**Given exercise**
Collect each line of the items below that contains the word "beach" and copy it out in full.

┌─ Data for this task

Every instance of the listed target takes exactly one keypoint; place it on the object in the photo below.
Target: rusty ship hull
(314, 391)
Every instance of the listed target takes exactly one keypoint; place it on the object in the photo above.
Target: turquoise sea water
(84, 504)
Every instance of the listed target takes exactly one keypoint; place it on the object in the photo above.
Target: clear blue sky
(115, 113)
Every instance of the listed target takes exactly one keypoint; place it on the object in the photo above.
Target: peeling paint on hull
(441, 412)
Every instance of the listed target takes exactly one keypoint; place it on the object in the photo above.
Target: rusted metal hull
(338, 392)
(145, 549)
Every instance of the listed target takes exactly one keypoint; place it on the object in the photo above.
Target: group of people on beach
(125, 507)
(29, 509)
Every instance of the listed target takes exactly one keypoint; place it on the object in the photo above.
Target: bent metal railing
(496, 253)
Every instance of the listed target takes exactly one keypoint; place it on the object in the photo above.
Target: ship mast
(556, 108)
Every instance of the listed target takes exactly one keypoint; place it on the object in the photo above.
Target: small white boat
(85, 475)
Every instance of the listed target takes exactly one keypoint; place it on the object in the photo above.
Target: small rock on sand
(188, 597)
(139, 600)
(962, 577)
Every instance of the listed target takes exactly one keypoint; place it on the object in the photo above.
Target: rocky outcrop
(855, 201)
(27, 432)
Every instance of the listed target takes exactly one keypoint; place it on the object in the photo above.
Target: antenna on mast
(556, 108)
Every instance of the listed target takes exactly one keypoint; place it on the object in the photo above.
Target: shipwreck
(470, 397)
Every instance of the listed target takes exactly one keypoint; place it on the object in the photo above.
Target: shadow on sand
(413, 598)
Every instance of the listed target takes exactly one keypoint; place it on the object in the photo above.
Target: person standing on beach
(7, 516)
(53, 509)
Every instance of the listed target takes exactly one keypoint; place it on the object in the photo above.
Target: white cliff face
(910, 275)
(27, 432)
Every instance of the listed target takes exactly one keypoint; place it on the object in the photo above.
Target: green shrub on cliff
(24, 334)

└─

**Exercise output**
Target: group of people on beach
Target: person standing on beach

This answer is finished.